Edit the records below so that "rear wheel" becomes "back wheel" wherever it occurs, with every other part kept the same.

----- Items

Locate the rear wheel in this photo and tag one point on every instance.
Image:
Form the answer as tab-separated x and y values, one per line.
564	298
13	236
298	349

----------

▶ [Answer to the exercise]
Locate the back wheel in this photo and tag one point on every instance.
Image:
Form the answer as tab-separated x and y values, one per line.
564	298
13	236
298	349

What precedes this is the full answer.